Please print exactly the lines below, from the start of the material up to and including the line with "Give them as", but none of the pictures.

DATA FOR THE TASK below:

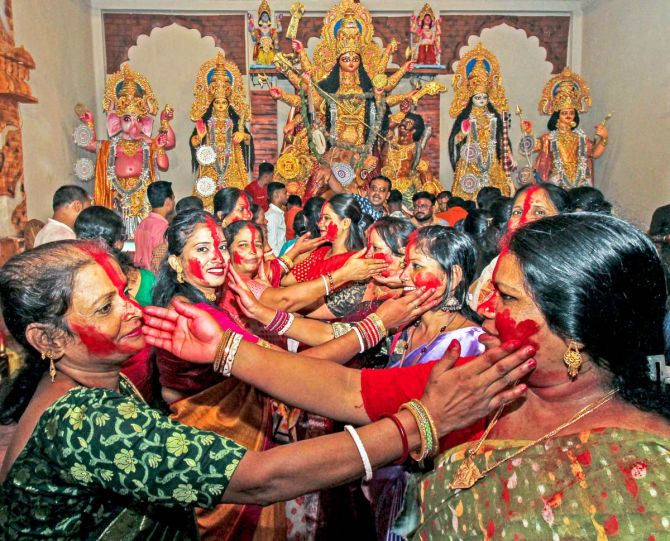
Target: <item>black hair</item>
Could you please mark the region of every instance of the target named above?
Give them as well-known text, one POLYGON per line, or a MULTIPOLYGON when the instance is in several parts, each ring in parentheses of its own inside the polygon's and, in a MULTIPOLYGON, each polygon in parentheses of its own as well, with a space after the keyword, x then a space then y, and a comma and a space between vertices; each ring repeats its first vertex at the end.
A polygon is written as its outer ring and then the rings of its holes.
POLYGON ((256 203, 251 203, 251 206, 249 207, 249 212, 251 212, 251 221, 254 222, 255 224, 258 224, 258 220, 261 217, 262 210, 263 207, 261 207, 260 205, 257 205, 256 203))
POLYGON ((465 199, 462 197, 450 197, 449 201, 447 201, 447 208, 451 209, 454 207, 461 207, 462 209, 465 208, 465 199))
POLYGON ((405 247, 415 230, 416 227, 409 220, 383 216, 370 226, 369 233, 376 231, 393 255, 400 257, 405 255, 405 247))
POLYGON ((668 390, 651 381, 647 364, 663 352, 666 301, 651 240, 622 220, 584 212, 529 223, 509 249, 549 328, 583 344, 622 399, 670 418, 668 390))
POLYGON ((568 212, 599 212, 611 214, 612 204, 603 192, 591 186, 579 186, 568 191, 568 212))
MULTIPOLYGON (((575 120, 574 120, 575 126, 574 128, 571 128, 573 130, 579 127, 579 111, 577 111, 577 109, 575 109, 574 111, 575 111, 575 120)), ((561 116, 560 111, 554 111, 551 114, 551 116, 549 117, 549 121, 547 122, 547 129, 549 131, 554 131, 556 129, 556 127, 558 126, 558 119, 560 118, 560 116, 561 116)))
POLYGON ((293 218, 293 231, 295 231, 295 238, 302 237, 308 231, 307 216, 300 210, 293 218))
POLYGON ((214 194, 214 216, 217 220, 225 220, 235 210, 237 201, 241 196, 245 196, 251 204, 251 197, 239 188, 224 188, 216 192, 214 194), (221 216, 219 216, 219 213, 221 213, 221 216))
POLYGON ((185 212, 187 210, 203 210, 204 208, 205 205, 203 205, 202 199, 195 195, 189 195, 187 197, 182 197, 177 201, 175 212, 179 214, 180 212, 185 212))
POLYGON ((553 184, 551 182, 526 184, 523 188, 519 188, 519 190, 514 194, 514 201, 516 201, 522 193, 527 192, 533 187, 544 190, 544 192, 549 197, 549 200, 552 202, 554 207, 556 207, 556 210, 558 211, 559 214, 561 212, 565 212, 568 209, 568 203, 569 203, 568 192, 565 191, 560 186, 556 186, 556 184, 553 184))
POLYGON ((288 196, 286 204, 290 207, 302 207, 302 199, 299 195, 292 194, 288 196))
POLYGON ((489 210, 491 203, 501 197, 500 188, 484 186, 477 192, 477 208, 489 210))
POLYGON ((476 275, 498 255, 498 245, 502 234, 493 222, 493 216, 488 210, 474 209, 468 212, 465 219, 458 224, 464 233, 470 236, 477 246, 476 275))
POLYGON ((18 422, 49 363, 28 342, 26 329, 39 323, 51 336, 72 336, 65 315, 72 303, 76 274, 94 263, 84 248, 104 251, 101 243, 49 242, 12 257, 0 270, 0 307, 7 329, 25 349, 18 374, 0 384, 0 423, 18 422))
MULTIPOLYGON (((214 109, 214 100, 212 100, 212 103, 210 103, 209 107, 207 107, 205 114, 202 115, 202 121, 205 123, 207 129, 209 128, 208 123, 209 119, 212 118, 213 109, 214 109)), ((244 157, 244 163, 247 165, 247 170, 252 171, 254 169, 254 161, 255 161, 254 139, 253 137, 251 137, 251 133, 249 133, 249 130, 247 129, 246 126, 244 125, 240 126, 240 115, 238 115, 235 112, 235 109, 233 108, 232 105, 228 105, 228 118, 230 118, 230 120, 233 121, 232 133, 241 131, 249 135, 249 144, 242 144, 242 155, 244 157)), ((196 157, 196 151, 198 147, 193 146, 194 137, 196 137, 197 140, 200 140, 200 136, 198 136, 197 127, 193 128, 193 131, 191 132, 191 137, 188 138, 188 145, 191 147, 191 170, 195 173, 200 168, 200 164, 198 163, 198 158, 196 157)))
POLYGON ((165 200, 174 197, 172 183, 165 180, 157 180, 149 184, 147 188, 147 198, 152 209, 157 209, 165 205, 165 200))
POLYGON ((90 196, 86 190, 84 190, 84 188, 75 186, 74 184, 66 184, 54 192, 51 206, 55 212, 59 208, 64 207, 65 205, 69 205, 70 203, 74 203, 75 201, 81 201, 82 203, 85 203, 86 201, 90 201, 90 199, 90 196))
POLYGON ((321 236, 319 231, 319 220, 321 219, 321 209, 326 204, 323 197, 310 197, 305 206, 302 207, 302 212, 307 218, 307 231, 311 238, 316 239, 321 236))
POLYGON ((74 222, 74 232, 78 239, 101 239, 109 250, 114 244, 126 240, 126 226, 116 212, 100 205, 82 210, 74 222))
MULTIPOLYGON (((497 123, 496 123, 496 157, 498 158, 498 161, 502 160, 502 151, 503 151, 503 120, 502 116, 500 116, 500 113, 496 110, 496 108, 493 106, 491 101, 486 104, 486 108, 488 111, 492 114, 495 115, 497 123)), ((461 123, 470 116, 470 112, 472 111, 472 97, 470 98, 470 101, 468 104, 465 106, 465 108, 460 112, 460 114, 456 117, 456 120, 454 121, 454 126, 451 128, 451 133, 449 134, 449 160, 451 161, 451 167, 454 171, 456 171, 456 164, 458 163, 458 158, 461 152, 461 147, 465 144, 465 141, 467 138, 464 138, 460 143, 456 143, 456 136, 460 133, 461 131, 461 123)), ((508 141, 509 143, 509 141, 508 141)), ((511 144, 510 144, 511 148, 511 144)))
POLYGON ((391 189, 393 188, 393 183, 391 182, 391 179, 388 178, 388 177, 386 177, 386 176, 384 176, 384 175, 377 175, 376 177, 373 177, 372 180, 370 180, 370 185, 372 185, 372 183, 373 183, 375 180, 382 180, 382 181, 386 182, 386 183, 388 184, 388 188, 389 188, 388 191, 389 191, 389 192, 390 192, 391 189))
POLYGON ((267 187, 268 201, 270 203, 272 203, 272 197, 274 196, 274 194, 276 192, 279 192, 279 191, 285 190, 285 189, 286 189, 286 185, 282 182, 270 182, 270 184, 268 184, 268 187, 267 187))
POLYGON ((514 199, 511 197, 501 196, 491 203, 489 212, 493 218, 493 225, 504 232, 507 228, 507 222, 512 216, 512 207, 514 206, 514 199))
POLYGON ((258 164, 258 176, 262 177, 263 175, 272 175, 275 172, 275 166, 270 162, 261 162, 258 164))
POLYGON ((389 192, 388 204, 402 204, 402 192, 400 190, 391 190, 389 192))
POLYGON ((365 230, 369 225, 363 219, 363 210, 350 193, 339 193, 328 200, 333 212, 341 219, 349 218, 351 226, 347 236, 347 250, 360 250, 365 246, 365 230))
POLYGON ((235 240, 235 237, 245 227, 251 227, 252 229, 255 229, 256 232, 258 233, 258 238, 260 239, 261 244, 265 243, 265 237, 263 236, 263 229, 261 228, 260 225, 258 225, 256 222, 250 222, 247 220, 237 220, 236 222, 233 222, 223 230, 223 235, 224 237, 226 237, 226 244, 228 245, 229 252, 233 249, 233 241, 235 240))
POLYGON ((441 191, 435 196, 435 199, 442 199, 443 197, 451 199, 451 192, 448 190, 441 191))
POLYGON ((423 121, 423 117, 416 113, 407 113, 405 118, 414 122, 414 134, 412 135, 412 140, 415 143, 421 141, 423 132, 426 131, 426 123, 423 121))
POLYGON ((212 219, 213 217, 204 210, 187 210, 180 212, 172 220, 170 227, 165 232, 167 255, 158 269, 153 290, 152 301, 156 306, 167 306, 175 296, 185 297, 193 303, 212 304, 194 285, 188 282, 179 283, 177 273, 168 262, 171 255, 181 256, 195 228, 201 224, 206 224, 208 218, 212 219))
POLYGON ((465 233, 442 225, 429 225, 419 229, 415 239, 415 249, 437 261, 447 273, 447 287, 442 302, 447 300, 451 290, 451 270, 455 266, 461 268, 463 278, 456 286, 453 296, 462 306, 461 314, 470 321, 481 323, 482 318, 468 306, 467 302, 468 290, 475 278, 477 266, 477 249, 472 239, 465 233))
POLYGON ((430 192, 416 192, 412 196, 412 203, 416 203, 419 199, 428 199, 432 205, 435 204, 435 196, 430 192))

End of DATA FOR THE TASK.

▸ COMPLETED TASK
Target: <item>black hair</item>
Could you please mark the region of every instance of the target named above?
Give them as well-known text, one POLYGON per line, or a MULTIPOLYGON when the instance is in several parts, each ring in parentheses of its own inside the polygon's and, in a MULTIPOLYGON, each polygon in parentheses of its own as well, with a space after the keyword, x then a space then y, and a comma and a space between vertices; each ring repeats its first vertex at the end.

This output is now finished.